Consigne 1:
Répondez à ces questions sur le texte consacré au manoir de Neuville :
(a) De quel siècle date la construction actuelle du manoir ?
(b) Quelles orthographes du nom trouve-t-on dans les écrits ?
(c) Combien de mottes castrales existait-il à Sailly, et lesquelles ?
Consigne 2:
Résumez en deux phrases le texte consacré au manoir de Neuville.
Consigne 3:
Poursuivez, s'il vous plaît, le texte consacré au manoir de Neuville après sa dernière phrase.

Texte à lire:
◆ ◆ ◆

Ce manoir fortifié, dont l’actuelle construction remonte au XVIIème siècle, est situé à l’emplacement d’un fief qui se perd dans l’origine des temps.
Au fil du temps, on retrouve dans les écrits plusieurs orthographes : Noeufville, Neufville, Neuville.
Le domaine est construit sur une motte castrale (ou motte féodale) : dans les années 890, pour se protéger des envahisseurs, les habitants des régions agricoles se regroupent autour des propriétaires des grands domaines qui font creuser, par les serfs, manants et vilains, des fossés remplis d’eau. La terre, accumulée au centre, forme une butte plus ou moins haute sur laquelle ils édifient leur maison. Pour passer le tour d’eau, un système de pont-levis sert de protection. C’est l’origine des mottes castrales ; il en existait trois à Sailly : Neuville, Meurchin et la ferme de la Motte.

◆ ◆ ◆

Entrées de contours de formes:
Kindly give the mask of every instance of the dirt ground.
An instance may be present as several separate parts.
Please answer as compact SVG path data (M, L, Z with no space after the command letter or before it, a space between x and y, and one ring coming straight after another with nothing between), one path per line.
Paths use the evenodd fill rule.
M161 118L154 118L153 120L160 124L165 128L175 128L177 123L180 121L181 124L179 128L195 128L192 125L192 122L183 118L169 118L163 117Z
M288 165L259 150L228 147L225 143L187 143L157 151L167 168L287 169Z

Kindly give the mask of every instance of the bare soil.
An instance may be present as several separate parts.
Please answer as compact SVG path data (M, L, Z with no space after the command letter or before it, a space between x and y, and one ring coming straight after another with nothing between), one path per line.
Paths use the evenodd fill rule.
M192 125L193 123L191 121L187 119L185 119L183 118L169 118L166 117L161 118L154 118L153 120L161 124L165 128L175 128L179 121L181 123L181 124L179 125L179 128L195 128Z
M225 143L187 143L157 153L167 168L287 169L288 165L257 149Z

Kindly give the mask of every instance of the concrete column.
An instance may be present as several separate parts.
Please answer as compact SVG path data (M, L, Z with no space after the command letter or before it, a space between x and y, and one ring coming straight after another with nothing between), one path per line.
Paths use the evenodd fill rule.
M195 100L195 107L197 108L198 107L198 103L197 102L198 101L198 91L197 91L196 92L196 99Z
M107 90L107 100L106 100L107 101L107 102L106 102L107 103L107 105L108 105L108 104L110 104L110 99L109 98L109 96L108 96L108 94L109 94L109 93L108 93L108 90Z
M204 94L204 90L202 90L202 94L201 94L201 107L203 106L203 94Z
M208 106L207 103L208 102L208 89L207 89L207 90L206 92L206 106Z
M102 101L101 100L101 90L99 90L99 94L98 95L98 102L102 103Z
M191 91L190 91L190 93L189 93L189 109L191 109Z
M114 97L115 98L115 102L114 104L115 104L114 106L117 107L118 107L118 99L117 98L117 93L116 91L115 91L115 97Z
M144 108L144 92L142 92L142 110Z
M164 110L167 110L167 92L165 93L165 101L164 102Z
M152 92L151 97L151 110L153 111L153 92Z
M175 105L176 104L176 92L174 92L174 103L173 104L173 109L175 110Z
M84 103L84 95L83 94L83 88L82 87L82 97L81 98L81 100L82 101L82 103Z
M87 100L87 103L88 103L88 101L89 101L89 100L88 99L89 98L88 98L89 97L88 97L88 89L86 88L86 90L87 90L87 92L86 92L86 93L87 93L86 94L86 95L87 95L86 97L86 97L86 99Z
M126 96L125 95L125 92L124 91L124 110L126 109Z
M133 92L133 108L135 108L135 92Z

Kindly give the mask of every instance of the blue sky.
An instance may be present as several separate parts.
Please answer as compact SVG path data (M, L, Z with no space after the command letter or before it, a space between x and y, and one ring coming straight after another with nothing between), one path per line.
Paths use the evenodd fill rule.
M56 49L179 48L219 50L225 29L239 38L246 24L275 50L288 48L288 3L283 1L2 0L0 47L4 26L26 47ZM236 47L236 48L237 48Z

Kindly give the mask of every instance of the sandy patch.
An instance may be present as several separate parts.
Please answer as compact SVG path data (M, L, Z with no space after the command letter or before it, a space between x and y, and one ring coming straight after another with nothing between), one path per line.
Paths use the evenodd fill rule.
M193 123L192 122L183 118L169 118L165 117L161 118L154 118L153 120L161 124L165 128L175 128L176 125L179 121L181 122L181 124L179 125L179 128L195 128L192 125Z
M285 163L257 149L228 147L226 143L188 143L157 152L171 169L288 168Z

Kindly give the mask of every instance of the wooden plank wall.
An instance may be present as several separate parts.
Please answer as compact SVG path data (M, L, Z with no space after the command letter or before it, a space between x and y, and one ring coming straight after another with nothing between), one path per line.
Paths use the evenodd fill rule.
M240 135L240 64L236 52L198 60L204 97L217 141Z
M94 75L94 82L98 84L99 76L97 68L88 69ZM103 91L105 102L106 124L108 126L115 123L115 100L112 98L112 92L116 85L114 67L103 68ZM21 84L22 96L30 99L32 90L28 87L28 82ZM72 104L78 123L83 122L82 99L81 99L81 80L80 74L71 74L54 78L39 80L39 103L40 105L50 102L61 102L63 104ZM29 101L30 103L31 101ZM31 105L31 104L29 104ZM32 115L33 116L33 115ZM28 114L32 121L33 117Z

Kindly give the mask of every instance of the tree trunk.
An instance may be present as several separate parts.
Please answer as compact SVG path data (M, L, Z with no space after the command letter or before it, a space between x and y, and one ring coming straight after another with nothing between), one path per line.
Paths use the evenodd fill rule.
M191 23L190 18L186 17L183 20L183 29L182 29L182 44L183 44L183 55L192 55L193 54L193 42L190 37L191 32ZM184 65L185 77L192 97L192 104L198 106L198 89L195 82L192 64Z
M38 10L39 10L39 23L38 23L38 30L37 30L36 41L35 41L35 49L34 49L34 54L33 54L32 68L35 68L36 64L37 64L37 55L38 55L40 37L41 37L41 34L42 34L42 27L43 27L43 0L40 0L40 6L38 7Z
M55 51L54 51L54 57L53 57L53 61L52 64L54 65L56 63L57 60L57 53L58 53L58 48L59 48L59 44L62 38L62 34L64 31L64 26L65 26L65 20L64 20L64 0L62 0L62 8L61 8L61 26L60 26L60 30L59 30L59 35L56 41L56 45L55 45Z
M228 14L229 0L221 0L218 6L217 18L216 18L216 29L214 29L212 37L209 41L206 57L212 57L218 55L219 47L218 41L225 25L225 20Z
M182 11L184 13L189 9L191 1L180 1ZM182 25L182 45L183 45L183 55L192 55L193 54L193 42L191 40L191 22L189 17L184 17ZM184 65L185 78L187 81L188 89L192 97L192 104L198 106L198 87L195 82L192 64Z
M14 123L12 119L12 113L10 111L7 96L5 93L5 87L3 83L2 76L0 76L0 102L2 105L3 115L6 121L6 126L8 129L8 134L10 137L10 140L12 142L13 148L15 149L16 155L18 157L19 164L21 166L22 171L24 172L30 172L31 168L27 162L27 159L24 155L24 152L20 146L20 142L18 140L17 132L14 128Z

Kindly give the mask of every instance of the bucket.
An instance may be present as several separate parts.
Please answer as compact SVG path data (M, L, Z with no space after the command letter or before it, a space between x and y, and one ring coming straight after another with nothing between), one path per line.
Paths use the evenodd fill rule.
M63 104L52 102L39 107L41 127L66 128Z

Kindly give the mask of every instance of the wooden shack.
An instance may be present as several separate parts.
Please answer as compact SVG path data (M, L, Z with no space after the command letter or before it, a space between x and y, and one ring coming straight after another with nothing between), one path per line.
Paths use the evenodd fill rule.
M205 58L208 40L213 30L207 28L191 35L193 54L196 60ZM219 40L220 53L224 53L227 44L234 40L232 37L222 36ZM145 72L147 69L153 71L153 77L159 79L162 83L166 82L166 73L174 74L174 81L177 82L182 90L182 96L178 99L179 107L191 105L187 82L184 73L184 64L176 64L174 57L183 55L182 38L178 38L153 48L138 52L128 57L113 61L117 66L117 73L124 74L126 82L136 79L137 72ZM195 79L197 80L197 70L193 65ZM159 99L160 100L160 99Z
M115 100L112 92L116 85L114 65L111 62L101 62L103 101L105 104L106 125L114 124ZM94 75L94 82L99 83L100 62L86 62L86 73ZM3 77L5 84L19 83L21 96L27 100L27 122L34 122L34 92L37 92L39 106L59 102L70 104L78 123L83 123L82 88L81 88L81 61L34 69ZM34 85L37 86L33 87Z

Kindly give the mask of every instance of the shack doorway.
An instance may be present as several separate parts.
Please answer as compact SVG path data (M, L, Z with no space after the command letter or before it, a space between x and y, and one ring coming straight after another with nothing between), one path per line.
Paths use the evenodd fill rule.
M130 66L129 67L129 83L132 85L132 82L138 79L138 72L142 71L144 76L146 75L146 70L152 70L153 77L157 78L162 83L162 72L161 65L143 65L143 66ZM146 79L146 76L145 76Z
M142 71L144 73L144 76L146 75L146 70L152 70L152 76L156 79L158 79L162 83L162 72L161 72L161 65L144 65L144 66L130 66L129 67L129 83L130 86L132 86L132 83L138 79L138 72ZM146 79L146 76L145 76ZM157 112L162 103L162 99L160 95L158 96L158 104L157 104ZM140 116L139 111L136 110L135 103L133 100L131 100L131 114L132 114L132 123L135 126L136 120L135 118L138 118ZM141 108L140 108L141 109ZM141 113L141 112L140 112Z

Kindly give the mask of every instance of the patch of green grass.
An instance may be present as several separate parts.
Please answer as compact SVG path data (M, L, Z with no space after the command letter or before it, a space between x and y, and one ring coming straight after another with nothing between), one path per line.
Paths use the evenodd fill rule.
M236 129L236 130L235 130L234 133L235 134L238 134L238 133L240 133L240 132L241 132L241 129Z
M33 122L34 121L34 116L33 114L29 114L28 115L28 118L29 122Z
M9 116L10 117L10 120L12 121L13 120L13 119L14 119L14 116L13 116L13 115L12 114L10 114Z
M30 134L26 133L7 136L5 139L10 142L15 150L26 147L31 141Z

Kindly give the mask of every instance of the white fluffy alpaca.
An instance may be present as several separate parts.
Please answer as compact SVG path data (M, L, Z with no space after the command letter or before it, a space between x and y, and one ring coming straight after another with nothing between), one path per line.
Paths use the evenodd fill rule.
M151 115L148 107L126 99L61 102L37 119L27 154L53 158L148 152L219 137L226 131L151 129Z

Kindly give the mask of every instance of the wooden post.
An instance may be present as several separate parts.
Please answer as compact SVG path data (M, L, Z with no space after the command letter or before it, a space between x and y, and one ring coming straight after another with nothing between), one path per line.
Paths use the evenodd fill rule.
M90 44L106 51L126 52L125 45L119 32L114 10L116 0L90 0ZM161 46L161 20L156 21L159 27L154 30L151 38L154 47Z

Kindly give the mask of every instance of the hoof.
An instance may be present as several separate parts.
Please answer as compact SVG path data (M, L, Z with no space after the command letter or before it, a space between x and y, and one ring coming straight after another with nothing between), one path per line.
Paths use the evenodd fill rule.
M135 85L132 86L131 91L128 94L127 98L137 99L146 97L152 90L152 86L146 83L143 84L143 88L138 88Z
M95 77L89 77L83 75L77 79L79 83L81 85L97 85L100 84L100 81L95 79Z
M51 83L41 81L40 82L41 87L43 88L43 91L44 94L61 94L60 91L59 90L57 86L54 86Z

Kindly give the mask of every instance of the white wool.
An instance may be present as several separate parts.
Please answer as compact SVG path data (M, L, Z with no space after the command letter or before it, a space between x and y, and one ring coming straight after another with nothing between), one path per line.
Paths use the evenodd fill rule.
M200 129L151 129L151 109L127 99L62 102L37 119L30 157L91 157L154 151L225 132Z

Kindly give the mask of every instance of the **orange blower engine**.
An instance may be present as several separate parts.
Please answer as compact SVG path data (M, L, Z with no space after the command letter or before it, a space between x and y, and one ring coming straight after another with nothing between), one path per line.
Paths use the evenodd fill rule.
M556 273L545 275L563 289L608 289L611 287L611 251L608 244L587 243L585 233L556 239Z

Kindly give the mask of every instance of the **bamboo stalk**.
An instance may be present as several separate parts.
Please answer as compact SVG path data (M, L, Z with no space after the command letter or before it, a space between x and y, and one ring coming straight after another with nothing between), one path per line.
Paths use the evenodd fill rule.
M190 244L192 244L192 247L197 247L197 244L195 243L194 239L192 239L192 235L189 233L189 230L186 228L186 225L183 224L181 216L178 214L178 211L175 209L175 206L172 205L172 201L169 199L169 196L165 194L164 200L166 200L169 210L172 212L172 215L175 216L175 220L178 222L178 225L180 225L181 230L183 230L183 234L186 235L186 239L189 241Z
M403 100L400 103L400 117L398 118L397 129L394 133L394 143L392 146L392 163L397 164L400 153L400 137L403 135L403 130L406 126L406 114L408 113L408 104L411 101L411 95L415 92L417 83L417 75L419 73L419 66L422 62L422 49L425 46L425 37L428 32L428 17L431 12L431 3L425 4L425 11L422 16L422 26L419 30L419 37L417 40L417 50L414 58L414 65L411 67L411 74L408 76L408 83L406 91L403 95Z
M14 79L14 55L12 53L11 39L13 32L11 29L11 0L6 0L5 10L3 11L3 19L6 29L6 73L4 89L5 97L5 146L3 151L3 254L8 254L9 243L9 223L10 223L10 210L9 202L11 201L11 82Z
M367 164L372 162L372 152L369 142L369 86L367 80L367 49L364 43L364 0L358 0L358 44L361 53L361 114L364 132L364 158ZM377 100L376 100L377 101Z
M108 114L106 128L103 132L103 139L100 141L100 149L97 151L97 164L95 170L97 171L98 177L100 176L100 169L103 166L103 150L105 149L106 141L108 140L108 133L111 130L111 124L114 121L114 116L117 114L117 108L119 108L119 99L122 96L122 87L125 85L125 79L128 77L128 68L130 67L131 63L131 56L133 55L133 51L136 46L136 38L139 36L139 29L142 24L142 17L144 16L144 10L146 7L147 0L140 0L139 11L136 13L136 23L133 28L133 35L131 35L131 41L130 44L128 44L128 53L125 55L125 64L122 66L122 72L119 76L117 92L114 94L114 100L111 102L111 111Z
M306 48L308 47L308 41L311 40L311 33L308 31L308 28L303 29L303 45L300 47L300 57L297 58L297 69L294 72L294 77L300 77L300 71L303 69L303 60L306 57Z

◆ ◆ ◆

Réponse 1:
(a) Du XVIIe siècle.
(b) Noeufville, Neufville et Neuville.
(c) Trois : Neuville, Meurchin et la ferme de la Motte.

Réponse 2:
Le manoir fortifié de Neuville, dont la construction actuelle remonte au XVIIe siècle, occupe l'emplacement d'un fief très ancien, et son nom apparaît sous plusieurs orthographes dans les écrits. Il est bâti sur une motte castrale, une butte formée de la terre des fossés remplis d'eau que les grands propriétaires faisaient creuser vers les années 890 pour se protéger des envahisseurs, et Sailly en comptait trois.

Réponse 3:
A Neuville, on situe un « Franc Alleu », c’est-à-dire une motte castrale ne dépendant d’aucun seigneur. Cette motte, dotée de fortifications, aurait pu se trouver dans le pré actuel, à la gauche du manoir.
1293 Le chevalier Jean de Ruenne porte le fief avec terres et services à Guy de Dampierre, comte de Flandre qui, par lettre, le lui remet aussitôt.
1372 On trouve le fief de Neuville tenu de la salle Lille à Vicomte et à 10 livres de relief, comprenant 20 bonniers et 3 quarterons de prés, plus 10 bonniers de terres et rentes.
1459 Par ordonnance du 3 février consacrant l’appartenance du fief de Neuville à Jehan de Lannoy, ce dernier affecte le terrage aux chanoines de son château de Lannoy.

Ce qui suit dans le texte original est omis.